== OBJECTIFS ==
1) Répondez aux questions suivantes à partir du texte sur la Fondation Armenia.
(a) Depuis quelle date la fondation est-elle inscrite au registre du commerce de Genève ?
(b) De quel jour date la décision de la commission cantonale de recours visée par le recours ?
(c) Quelles formes de discrimination le but statutaire de la fondation exclut-il ?
2) Rédigez la suite du texte sur la Fondation Armenia à partir de sa dernière phrase.
----- SEGMENT DU DOCUMENT -----
Recours contre la décision de la commission cantonale de recours en matière administrative du 18 juin 2010 (DCCR/915/2010)


EN FAIT

1. La Fondation Armenia (ci-après : la fondation), inscrite au registre du commerce de Genève depuis le 22 octobre 1971, a pour but statutaire de contribuer à la survie du peuple arménien et au développement de celui-ci sur le plan spirituel, moral, culturel et matériel par tous les moyens appropriés ; de maintenir et développer la fraternité et la solidarité entre tous les Arméniens et d'accorder, à cet effet, toutes les aides nécessaires à toutes personnes, sociétés ou collectivités poursuivant une activité conforme au but ci-dessus, sans aucune discrimination de nationalité, de religion, de sexe ou d'appartenance politique.
----- EXTRAIT DES DONNÉES -----
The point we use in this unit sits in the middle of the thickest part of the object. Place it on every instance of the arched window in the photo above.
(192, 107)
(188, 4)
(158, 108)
-----
== RÉSULTATS ==
1)
(a) Depuis le 22 octobre 1971.
(b) Du 18 juin 2010.
(c) Toute discrimination de nationalité, de religion, de sexe ou d'appartenance politique.

2)
2. La fondation est propriétaire de la parcelle n° 1'361, feuille 41, de la commune de Genève, secteur Eaux-Vives, sise à l'adresse 22, chemin du Velours à Conches.

3. Initialement inclus dans la zone 5 (villas), ce bien-fonds d'une superficie de 1'975 m2 est désormais classé en zone de développement 3.

Le 8 juillet 1987, le Conseil d'Etat a adopté un plan d'aménagement n° 27'895A-275 modifiant pour partie le plan d'aménagement n° 27'125-275 du 8 novembre 1978 et prévoyant la construction de trois bâtiments de logements, dont un de 6 étages sur rez-de-chaussée, plus attique, sur la parcelle n° 1'361.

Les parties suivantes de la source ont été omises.